►
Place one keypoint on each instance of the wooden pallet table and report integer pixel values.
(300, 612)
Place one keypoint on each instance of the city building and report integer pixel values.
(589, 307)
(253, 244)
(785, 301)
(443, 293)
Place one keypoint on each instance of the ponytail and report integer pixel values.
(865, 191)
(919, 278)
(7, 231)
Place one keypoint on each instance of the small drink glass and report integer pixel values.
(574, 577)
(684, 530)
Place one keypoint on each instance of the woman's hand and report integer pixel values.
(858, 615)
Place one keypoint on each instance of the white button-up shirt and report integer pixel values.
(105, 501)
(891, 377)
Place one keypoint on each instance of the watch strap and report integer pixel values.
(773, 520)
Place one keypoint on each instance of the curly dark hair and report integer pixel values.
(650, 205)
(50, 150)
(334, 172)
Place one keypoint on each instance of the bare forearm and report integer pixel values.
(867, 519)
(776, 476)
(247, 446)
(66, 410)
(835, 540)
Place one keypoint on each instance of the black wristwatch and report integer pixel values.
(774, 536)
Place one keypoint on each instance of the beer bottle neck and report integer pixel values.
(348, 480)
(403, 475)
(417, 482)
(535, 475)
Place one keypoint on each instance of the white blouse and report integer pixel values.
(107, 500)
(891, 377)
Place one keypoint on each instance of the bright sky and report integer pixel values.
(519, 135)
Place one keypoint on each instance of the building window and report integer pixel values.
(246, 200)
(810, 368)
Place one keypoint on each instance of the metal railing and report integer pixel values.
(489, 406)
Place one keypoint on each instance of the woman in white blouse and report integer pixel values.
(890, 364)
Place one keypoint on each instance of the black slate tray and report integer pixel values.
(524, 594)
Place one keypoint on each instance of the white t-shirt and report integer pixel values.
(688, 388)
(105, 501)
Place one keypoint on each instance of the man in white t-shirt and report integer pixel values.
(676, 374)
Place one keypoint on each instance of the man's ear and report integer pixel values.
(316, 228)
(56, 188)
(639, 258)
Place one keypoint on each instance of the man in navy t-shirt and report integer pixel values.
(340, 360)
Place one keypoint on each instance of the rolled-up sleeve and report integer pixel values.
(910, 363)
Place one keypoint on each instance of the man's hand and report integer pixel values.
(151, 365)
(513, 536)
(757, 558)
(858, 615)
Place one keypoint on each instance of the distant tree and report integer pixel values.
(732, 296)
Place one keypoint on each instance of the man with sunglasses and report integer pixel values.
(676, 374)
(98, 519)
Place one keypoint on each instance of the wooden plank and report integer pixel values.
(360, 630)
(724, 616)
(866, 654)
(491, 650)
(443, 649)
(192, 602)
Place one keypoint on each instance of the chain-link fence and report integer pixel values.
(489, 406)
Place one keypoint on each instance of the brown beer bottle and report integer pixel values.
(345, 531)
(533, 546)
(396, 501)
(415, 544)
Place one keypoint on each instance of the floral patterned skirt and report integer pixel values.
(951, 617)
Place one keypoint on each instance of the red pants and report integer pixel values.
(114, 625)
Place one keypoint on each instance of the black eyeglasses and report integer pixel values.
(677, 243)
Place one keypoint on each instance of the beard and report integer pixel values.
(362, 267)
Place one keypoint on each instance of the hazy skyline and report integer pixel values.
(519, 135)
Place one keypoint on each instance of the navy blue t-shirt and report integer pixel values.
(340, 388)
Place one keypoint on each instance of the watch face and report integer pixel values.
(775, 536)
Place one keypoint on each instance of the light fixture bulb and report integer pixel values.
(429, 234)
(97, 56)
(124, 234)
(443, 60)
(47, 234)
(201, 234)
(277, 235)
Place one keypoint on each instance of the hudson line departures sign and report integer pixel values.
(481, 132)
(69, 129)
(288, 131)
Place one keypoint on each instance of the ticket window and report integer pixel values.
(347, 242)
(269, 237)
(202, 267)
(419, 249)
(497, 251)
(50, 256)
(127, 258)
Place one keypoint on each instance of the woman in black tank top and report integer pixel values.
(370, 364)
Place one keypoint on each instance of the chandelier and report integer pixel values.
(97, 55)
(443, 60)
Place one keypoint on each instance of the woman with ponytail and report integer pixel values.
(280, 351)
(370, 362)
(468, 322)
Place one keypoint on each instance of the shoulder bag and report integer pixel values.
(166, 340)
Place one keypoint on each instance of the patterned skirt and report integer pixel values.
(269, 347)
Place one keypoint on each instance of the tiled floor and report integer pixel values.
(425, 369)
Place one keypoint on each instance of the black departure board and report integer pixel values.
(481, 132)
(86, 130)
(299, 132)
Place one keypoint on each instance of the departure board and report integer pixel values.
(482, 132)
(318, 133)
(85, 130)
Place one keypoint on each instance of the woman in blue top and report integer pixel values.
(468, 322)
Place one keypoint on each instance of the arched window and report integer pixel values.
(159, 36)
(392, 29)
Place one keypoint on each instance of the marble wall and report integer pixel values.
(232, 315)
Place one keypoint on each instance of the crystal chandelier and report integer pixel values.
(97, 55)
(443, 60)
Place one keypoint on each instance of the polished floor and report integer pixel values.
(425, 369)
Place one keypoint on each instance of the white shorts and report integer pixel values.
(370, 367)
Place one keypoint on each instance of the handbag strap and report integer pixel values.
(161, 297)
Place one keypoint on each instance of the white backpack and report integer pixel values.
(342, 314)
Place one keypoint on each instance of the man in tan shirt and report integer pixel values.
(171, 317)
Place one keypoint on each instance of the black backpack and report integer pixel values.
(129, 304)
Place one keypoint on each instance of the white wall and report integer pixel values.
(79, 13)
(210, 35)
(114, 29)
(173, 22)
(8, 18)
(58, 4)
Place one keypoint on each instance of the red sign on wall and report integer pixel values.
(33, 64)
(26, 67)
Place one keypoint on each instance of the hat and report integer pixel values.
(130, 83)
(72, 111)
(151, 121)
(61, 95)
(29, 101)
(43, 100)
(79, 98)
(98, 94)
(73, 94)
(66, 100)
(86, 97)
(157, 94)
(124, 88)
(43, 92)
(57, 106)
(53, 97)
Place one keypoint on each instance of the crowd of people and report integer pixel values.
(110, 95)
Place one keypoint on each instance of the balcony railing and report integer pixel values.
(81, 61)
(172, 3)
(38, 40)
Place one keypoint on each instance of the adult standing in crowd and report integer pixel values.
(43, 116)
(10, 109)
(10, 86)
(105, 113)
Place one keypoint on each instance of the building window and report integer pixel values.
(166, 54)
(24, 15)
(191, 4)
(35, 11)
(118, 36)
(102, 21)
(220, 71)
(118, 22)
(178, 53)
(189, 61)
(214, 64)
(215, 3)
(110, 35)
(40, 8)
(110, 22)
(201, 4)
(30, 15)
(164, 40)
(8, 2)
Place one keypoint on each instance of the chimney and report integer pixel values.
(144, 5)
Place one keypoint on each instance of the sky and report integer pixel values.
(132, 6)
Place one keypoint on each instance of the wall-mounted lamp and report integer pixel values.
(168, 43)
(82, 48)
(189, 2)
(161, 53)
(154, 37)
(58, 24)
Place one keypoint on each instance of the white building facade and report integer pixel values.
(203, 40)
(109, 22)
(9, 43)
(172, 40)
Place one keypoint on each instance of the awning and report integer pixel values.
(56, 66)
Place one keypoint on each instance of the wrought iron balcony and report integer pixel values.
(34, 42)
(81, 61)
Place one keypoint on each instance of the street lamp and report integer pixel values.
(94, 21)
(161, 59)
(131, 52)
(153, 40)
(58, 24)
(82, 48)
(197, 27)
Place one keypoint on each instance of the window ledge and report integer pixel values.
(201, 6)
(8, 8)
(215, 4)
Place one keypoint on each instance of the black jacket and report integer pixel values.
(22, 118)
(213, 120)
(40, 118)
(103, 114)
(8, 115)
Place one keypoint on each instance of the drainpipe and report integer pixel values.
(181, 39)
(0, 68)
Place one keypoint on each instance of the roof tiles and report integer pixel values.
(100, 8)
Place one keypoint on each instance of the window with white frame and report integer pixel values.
◄
**Direction:** Return all the data exactly as given.

**Expected answer:**
Place one keypoint on each instance of the wooden pallet table and report integer pixel values.
(300, 612)
Place one keypoint on each instance of the city building and report integer pixel values.
(589, 307)
(253, 244)
(785, 301)
(443, 293)
Place one keypoint on each instance of the ponytail and report integer pixel values.
(865, 191)
(919, 278)
(7, 231)
Place one keypoint on each instance of the small drink glass and report integer pixel values.
(574, 577)
(684, 530)
Place one keypoint on each instance of the woman's hand and report integer pixel values.
(858, 615)
Place one keypoint on each instance of the white button-up shirt and report integer pixel values.
(105, 501)
(891, 377)
Place one keypoint on each instance of the watch strap and report integer pixel values.
(773, 520)
Place one keypoint on each instance of the curly dark hair and report integer pixel values.
(650, 205)
(50, 150)
(334, 172)
Place one keypoint on each instance of the bare forearm and report integer pixel values.
(867, 519)
(776, 476)
(247, 446)
(66, 410)
(835, 540)
Place one keypoint on each instance of the black wristwatch and report integer pixel values.
(774, 536)
Place one keypoint on each instance of the beer bottle neck and report integer pixel values.
(348, 480)
(403, 475)
(417, 482)
(535, 475)
Place one keypoint on each instance of the white blouse and report integer pixel values.
(107, 500)
(891, 377)
Place one keypoint on each instance of the bright sky and report integer pixel values.
(519, 135)
Place one keypoint on each instance of the building window and report integer pixel values.
(246, 200)
(810, 368)
Place one keypoint on each instance of the metal railing and report integer pixel values.
(489, 406)
Place one keypoint on each instance of the woman in white blouse and report integer pixel values.
(890, 364)
Place one keypoint on each instance of the black slate tray and report integer pixel values.
(524, 594)
Place one keypoint on each instance of the white t-shirt and report integer pixel values.
(688, 388)
(105, 501)
Place one keypoint on each instance of the man in white t-shirt and report integer pixel values.
(676, 374)
Place one keypoint on each instance of the man's ear and report integer pixel values.
(316, 228)
(56, 188)
(639, 258)
Place one keypoint on each instance of the man in navy t-shirt and report integer pixel values.
(340, 360)
Place one keypoint on each instance of the rolled-up sleeve and report integer pixel values.
(910, 363)
Place one keypoint on each instance of the man's hand and report integer pixel values.
(151, 365)
(513, 536)
(757, 558)
(858, 615)
Place one keypoint on each instance of the distant tree and report integer pixel values.
(732, 296)
Place one keypoint on each instance of the man with sunglasses and report integer pixel values.
(676, 374)
(98, 519)
Place one keypoint on each instance of the wooden plank and report integer pixel values.
(360, 630)
(724, 616)
(866, 654)
(491, 650)
(443, 649)
(192, 602)
Place one keypoint on each instance of the chain-link fence and report integer pixel values.
(489, 406)
Place one keypoint on each instance of the brown beer bottle and report integer pixel values.
(345, 531)
(533, 546)
(396, 501)
(415, 544)
Place one keypoint on each instance of the floral patterned skirt and report integer pixel values.
(951, 617)
Place one keypoint on each instance of the red pants and report integer pixel values.
(114, 625)
Place one keypoint on each instance of the black eyeglasses and report integer pixel values.
(677, 243)
Place one keypoint on each instance of the beard and report integer pixel values.
(362, 267)
Place one keypoint on each instance of the hazy skyline and report integer pixel values.
(519, 135)
Place one keypoint on each instance of the navy blue t-shirt and report integer pixel values.
(340, 388)
Place one keypoint on each instance of the watch face and report integer pixel values.
(775, 536)
Place one keypoint on each instance of the light fixture bulb and report integer pixel values.
(429, 234)
(97, 56)
(124, 234)
(443, 60)
(47, 234)
(201, 234)
(277, 235)
Place one keypoint on each instance of the hudson line departures sign and report integer pixel values.
(481, 132)
(69, 129)
(288, 131)
Place one keypoint on each instance of the ticket window and report integer pixel values.
(347, 242)
(269, 237)
(202, 267)
(419, 249)
(497, 251)
(50, 256)
(127, 258)
Place one keypoint on each instance of the woman in black tank top and report integer pixel values.
(370, 364)
Place one keypoint on each instance of the chandelier and report integer pixel values.
(97, 55)
(443, 60)
Place one keypoint on each instance of the woman with ponytail and report integer pixel values.
(280, 351)
(370, 362)
(468, 322)
Place one keypoint on each instance of the shoulder bag and report integer pixel values.
(166, 340)
Place one keypoint on each instance of the patterned skirt and report integer pixel values.
(269, 347)
Place one keypoint on each instance of the tiled floor and report integer pixel values.
(425, 369)
Place one keypoint on each instance of the black departure board and report integer pixel values.
(481, 132)
(86, 130)
(299, 132)
Place one keypoint on each instance of the departure board and report integer pixel values.
(482, 132)
(318, 133)
(85, 130)
Place one keypoint on each instance of the woman in blue top and report integer pixel values.
(468, 322)
Place one keypoint on each instance of the arched window and report integer pixel values.
(159, 36)
(392, 29)
Place one keypoint on each instance of the marble wall and report integer pixel values.
(232, 315)
Place one keypoint on each instance of the crystal chandelier and report integer pixel values.
(97, 55)
(443, 60)
Place one keypoint on each instance of the polished floor and report integer pixel values.
(425, 369)
Place one keypoint on each instance of the white shorts and report integer pixel values.
(370, 367)
Place one keypoint on each instance of the handbag strap and report integer pixel values.
(161, 297)
Place one keypoint on each instance of the white backpack and report integer pixel values.
(342, 314)
Place one keypoint on each instance of the man in tan shirt and report integer pixel values.
(171, 317)
Place one keypoint on each instance of the black backpack and report integer pixel values.
(129, 304)
Place one keypoint on each instance of the white wall and report integer pixel values.
(79, 13)
(210, 35)
(114, 29)
(173, 22)
(8, 18)
(58, 4)
Place one keypoint on each instance of the red sign on wall and report integer pixel values.
(33, 64)
(26, 67)
Place one keypoint on each instance of the hat and report integer pixel values.
(130, 83)
(72, 111)
(151, 121)
(61, 95)
(29, 101)
(43, 100)
(79, 98)
(98, 94)
(73, 94)
(66, 100)
(86, 97)
(157, 94)
(124, 88)
(43, 92)
(57, 106)
(53, 97)
Place one keypoint on each instance of the crowd of people and report integer pixel values.
(110, 95)
Place one keypoint on each instance of the balcony railing and report integer pixel values.
(81, 61)
(172, 3)
(38, 40)
Place one keypoint on each instance of the adult standing in crowd and report integer pixel values.
(43, 116)
(10, 109)
(10, 86)
(105, 113)
Place one keypoint on each instance of the building window and report integer pixel values.
(166, 54)
(24, 15)
(191, 4)
(35, 11)
(118, 36)
(102, 21)
(220, 71)
(118, 22)
(178, 53)
(189, 61)
(214, 64)
(215, 3)
(110, 35)
(40, 8)
(110, 22)
(201, 4)
(30, 15)
(164, 40)
(8, 2)
Place one keypoint on each instance of the chimney and report integer pixel values.
(144, 5)
Place one keypoint on each instance of the sky and report integer pixel values.
(132, 6)
Place one keypoint on each instance of the wall-mounted lamp and report integer pixel values.
(168, 43)
(82, 48)
(189, 2)
(161, 53)
(154, 37)
(58, 24)
Place one keypoint on each instance of the white building facade and report integer pixel values.
(203, 40)
(109, 22)
(9, 43)
(172, 40)
Place one keypoint on each instance of the awning and report integer pixel values.
(56, 66)
Place one keypoint on each instance of the wrought iron balcony and report integer pixel values.
(34, 42)
(81, 61)
Place one keypoint on each instance of the street lamp and report integer pixel values.
(94, 21)
(161, 59)
(131, 52)
(153, 40)
(58, 24)
(82, 48)
(197, 27)
Place one keypoint on each instance of the window ledge and report integer pixel values.
(201, 6)
(8, 8)
(215, 4)
Place one keypoint on each instance of the black jacket and report integer pixel values.
(22, 118)
(213, 120)
(40, 118)
(103, 114)
(8, 115)
Place one keypoint on each instance of the drainpipe and report integer pixel values.
(181, 39)
(0, 68)
Place one keypoint on each instance of the roof tiles and report integer pixel values.
(100, 8)
Place one keypoint on each instance of the window with white frame and report integer pixel values.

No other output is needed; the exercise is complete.